▸ Job
Please rewrite the material below as a JSON list of strings, one string per line, skipping blank lines and leaving the pictures out.

▸ Task input
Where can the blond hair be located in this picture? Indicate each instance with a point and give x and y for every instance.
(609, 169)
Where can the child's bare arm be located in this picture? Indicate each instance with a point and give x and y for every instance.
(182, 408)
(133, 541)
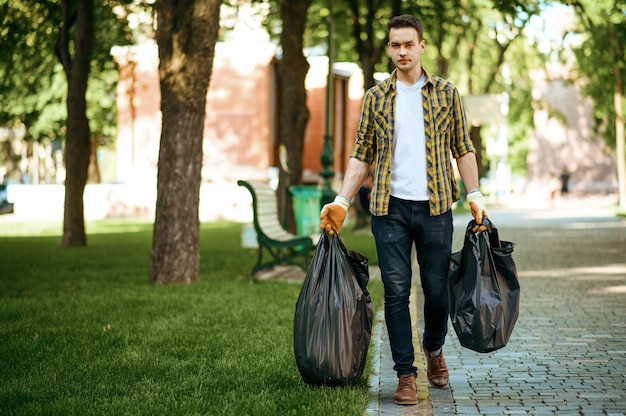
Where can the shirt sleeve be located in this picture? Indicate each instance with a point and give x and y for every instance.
(461, 143)
(365, 144)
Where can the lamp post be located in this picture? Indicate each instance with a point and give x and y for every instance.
(327, 157)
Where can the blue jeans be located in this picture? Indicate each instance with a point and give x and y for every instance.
(409, 222)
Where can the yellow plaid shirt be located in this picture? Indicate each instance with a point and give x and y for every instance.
(446, 133)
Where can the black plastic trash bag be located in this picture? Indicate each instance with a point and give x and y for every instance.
(483, 290)
(333, 318)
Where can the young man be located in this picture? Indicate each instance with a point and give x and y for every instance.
(410, 125)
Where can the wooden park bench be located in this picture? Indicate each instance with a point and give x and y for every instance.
(282, 246)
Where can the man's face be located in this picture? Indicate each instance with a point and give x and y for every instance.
(405, 48)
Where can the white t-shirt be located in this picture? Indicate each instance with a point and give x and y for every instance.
(408, 166)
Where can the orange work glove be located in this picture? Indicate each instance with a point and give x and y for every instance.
(477, 206)
(334, 214)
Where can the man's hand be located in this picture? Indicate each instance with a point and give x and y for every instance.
(477, 206)
(334, 214)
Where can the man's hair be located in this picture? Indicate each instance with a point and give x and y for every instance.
(406, 20)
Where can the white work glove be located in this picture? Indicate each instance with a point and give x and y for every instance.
(478, 209)
(334, 214)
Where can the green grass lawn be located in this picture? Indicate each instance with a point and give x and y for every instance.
(84, 333)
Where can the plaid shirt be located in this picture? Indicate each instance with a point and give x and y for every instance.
(445, 130)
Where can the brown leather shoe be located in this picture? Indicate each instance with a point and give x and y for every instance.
(407, 390)
(437, 371)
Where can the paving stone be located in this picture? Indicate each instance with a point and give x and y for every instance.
(567, 354)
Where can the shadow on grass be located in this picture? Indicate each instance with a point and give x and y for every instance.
(85, 333)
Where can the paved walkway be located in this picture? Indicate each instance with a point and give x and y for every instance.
(567, 354)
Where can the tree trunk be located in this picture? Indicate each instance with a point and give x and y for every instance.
(77, 141)
(186, 36)
(294, 112)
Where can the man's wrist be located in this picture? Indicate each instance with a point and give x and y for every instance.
(343, 201)
(474, 195)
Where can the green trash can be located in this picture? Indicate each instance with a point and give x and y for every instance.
(306, 208)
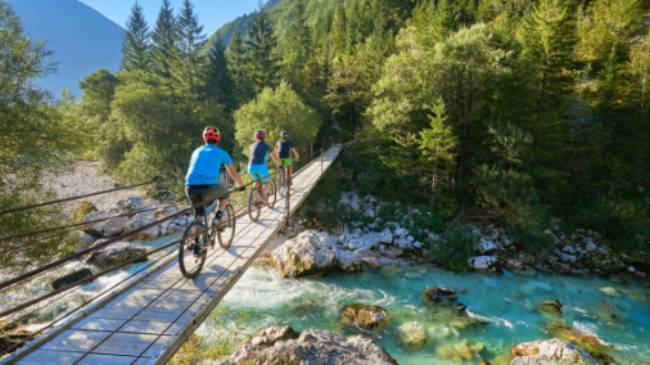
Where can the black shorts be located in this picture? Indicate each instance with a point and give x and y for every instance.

▸ Task output
[
  "Where can the blond hair be located in this picture? Indicate each instance with a point and give x and y for every instance.",
  "(609, 169)",
  "Where can the child's bare arm be located in this picture? Indicate each instance with a point and give x and y for every instance.",
  "(182, 408)",
  "(133, 541)",
  "Where can the shirt sleeve be located in this picture? Indicate each instance with a point and give x and y for every instance.",
  "(461, 143)",
  "(365, 144)",
  "Where can the lamp post be located in this picture? Indicate each instance with a point and give x and y for every instance.",
  "(327, 157)",
  "Where can the blue jeans be located in this picture? Indicate each instance with a point and give x and y for every instance.",
  "(409, 222)",
  "Where can the yellow plaid shirt be located in this picture? Indicate each instance with a point and give x and y for every instance.",
  "(446, 133)",
  "Where can the black plastic trash bag be located in this picture? Indicate each instance with a point and give x and y for every instance.",
  "(483, 290)",
  "(333, 318)",
  "Where can the young man be located in this picture? Indicate each instance with a point and give x and y for every instance.",
  "(410, 125)",
  "Where can the wooden park bench be located in this picture? Indicate each instance with a point and give x and y for every instance.",
  "(282, 246)",
  "Where can the man's face be located in this picture? Indicate each instance with a point and give x and y for every instance.",
  "(405, 48)",
  "Where can the white t-shirt be located in this picture? Indicate each instance with a point and give x and y for every instance.",
  "(408, 166)",
  "Where can the orange work glove be located in this picture? Indicate each instance with a point and give x and y for every instance.",
  "(477, 206)",
  "(334, 214)",
  "Where can the man's hand be located in this picture? Indicate each instance with a point and give x and y for every instance.",
  "(477, 206)",
  "(334, 214)",
  "Where can the man's hair be located in this picture? Indicate each instance with a point and give x and y for every instance.",
  "(406, 20)",
  "Where can the white work glove be located in this picture? Indicate each instance with a point and give x and y for every instance.",
  "(478, 209)",
  "(334, 214)",
  "Where can the green grass lawn be located in this picture? Indicate each instance with a point and give x and y for every instance.",
  "(84, 333)",
  "Where can the plaid shirt be located in this picture? Indicate each instance with a point and give x and y for every instance.",
  "(445, 130)",
  "Where can the brown leather shoe be located in this picture? Indicate each instance with a point and give x and y for every instance.",
  "(407, 390)",
  "(437, 371)",
  "Where can the paving stone be located in this picture? Indicate each instance with a point and give x and y for every instance.",
  "(567, 354)",
  "Where can the shadow on grass be located in this picture? Indicate each instance with a point and give x and y for every instance.",
  "(85, 333)",
  "Where can the paved walkway be located in this picture? Indicate each instance with a point and give x and y for every instance.",
  "(567, 354)",
  "Where can the tree trunk be located in this picture? Indicate each instance with a point and give x and y for every instance.",
  "(77, 141)",
  "(186, 36)",
  "(294, 112)",
  "Where can the man's wrist be located in this picture? Indicate each instance with a point and give x and y for every instance.",
  "(343, 201)",
  "(474, 195)",
  "Where can the green trash can be located in this picture? Indicate each instance with a point and give x and y for every instance.",
  "(306, 208)",
  "Where can the black shorts be located in this picture? Indicate each instance with a point and give x and y for every instance."
]